*Task to carry out*
The whole listing should be given back without any alteration.

____

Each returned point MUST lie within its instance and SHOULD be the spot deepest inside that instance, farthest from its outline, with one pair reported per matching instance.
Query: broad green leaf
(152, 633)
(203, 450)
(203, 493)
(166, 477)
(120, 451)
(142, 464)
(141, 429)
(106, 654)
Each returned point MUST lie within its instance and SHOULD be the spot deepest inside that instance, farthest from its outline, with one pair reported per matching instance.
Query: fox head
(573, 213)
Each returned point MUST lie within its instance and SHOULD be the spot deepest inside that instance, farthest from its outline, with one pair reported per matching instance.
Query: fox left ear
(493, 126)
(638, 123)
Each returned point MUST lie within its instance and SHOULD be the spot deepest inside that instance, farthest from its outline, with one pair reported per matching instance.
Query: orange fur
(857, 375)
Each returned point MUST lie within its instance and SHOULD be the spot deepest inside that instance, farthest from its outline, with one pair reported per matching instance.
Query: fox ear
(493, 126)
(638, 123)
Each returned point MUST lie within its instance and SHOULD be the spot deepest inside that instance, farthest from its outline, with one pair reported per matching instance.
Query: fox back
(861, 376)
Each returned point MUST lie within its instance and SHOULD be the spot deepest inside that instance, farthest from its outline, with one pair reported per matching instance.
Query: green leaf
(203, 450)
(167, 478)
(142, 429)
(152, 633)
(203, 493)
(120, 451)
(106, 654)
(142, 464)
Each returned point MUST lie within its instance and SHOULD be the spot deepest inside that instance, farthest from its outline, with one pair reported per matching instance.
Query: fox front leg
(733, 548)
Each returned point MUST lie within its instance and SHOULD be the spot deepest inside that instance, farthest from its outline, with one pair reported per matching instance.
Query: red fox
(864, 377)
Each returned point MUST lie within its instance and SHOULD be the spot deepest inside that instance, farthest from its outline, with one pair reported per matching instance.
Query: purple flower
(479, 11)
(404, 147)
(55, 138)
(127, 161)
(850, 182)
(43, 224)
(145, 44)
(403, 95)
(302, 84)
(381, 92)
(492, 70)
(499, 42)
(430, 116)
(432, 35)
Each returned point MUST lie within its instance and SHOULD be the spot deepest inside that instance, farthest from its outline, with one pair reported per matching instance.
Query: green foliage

____

*Solution to this problem*
Each returned point MUST lie within its instance and SHOULD be the spot deepest inside that instance, farthest from its outline, with one pair reported per matching instance.
Query: broad green leaf
(152, 633)
(203, 450)
(203, 493)
(166, 477)
(120, 451)
(142, 464)
(141, 429)
(106, 654)
Each returned point MUST lie within its instance and SHOULD be the spot deepest inside that instance, farthest from its outline, with one pair reported per matching instance.
Query: fox head
(573, 213)
Each returned point MUST lie within its instance and SHOULD be the spot deepest inside that instance, farthest from its outline, with one pair reported per matching instance.
Query: fox left ear
(493, 126)
(638, 123)
Each returned point MUST lie within its instance and SHOULD be the spot deepest inside that instance, farthest from its outline, with one pair reported per matching instance.
Query: orange fur
(857, 375)
Each returned point MUST lie within its instance and SHOULD be the spot deepest inside that instance, farthest from its outline, with one pair reported per matching instance.
Query: fox ear
(493, 126)
(638, 123)
Each returned point MUST lie within its instance and SHOULD be the spot deepest inside that instance, farthest from its outline, with one pair reported per matching instance.
Query: fox back
(861, 376)
Each returned point MUST lie within its instance and SHOULD be the spot deepest inside that instance, farthest from its outline, with one pair reported per matching instance.
Query: green leaf
(203, 450)
(167, 478)
(142, 429)
(152, 633)
(203, 493)
(120, 451)
(106, 654)
(142, 464)
Each returned point MUST lie within its instance and SHOULD be the spot deepest inside that instance, farthest from its outline, with one pair reported per matching instance.
Query: fox front leg
(733, 548)
Each returned point MUST lie within its instance and SHOULD be the spot deepest inside that instance, farthest from its outline, with one pair reported per matching instance.
Query: red fox
(864, 377)
Each returned point MUST lie within its instance and SHOULD be the spot deepest inside that instance, farthest from its outline, with one pair reported per matching instance.
Query: purple flower
(479, 11)
(404, 147)
(55, 138)
(127, 161)
(850, 182)
(43, 224)
(145, 44)
(403, 95)
(302, 84)
(381, 92)
(492, 70)
(499, 42)
(430, 116)
(432, 35)
Each returned point MUST lie within its instance and SHOULD be the spot deepest inside that instance, farthest from its outline, with one pair reported per matching instance.
Query: green foliage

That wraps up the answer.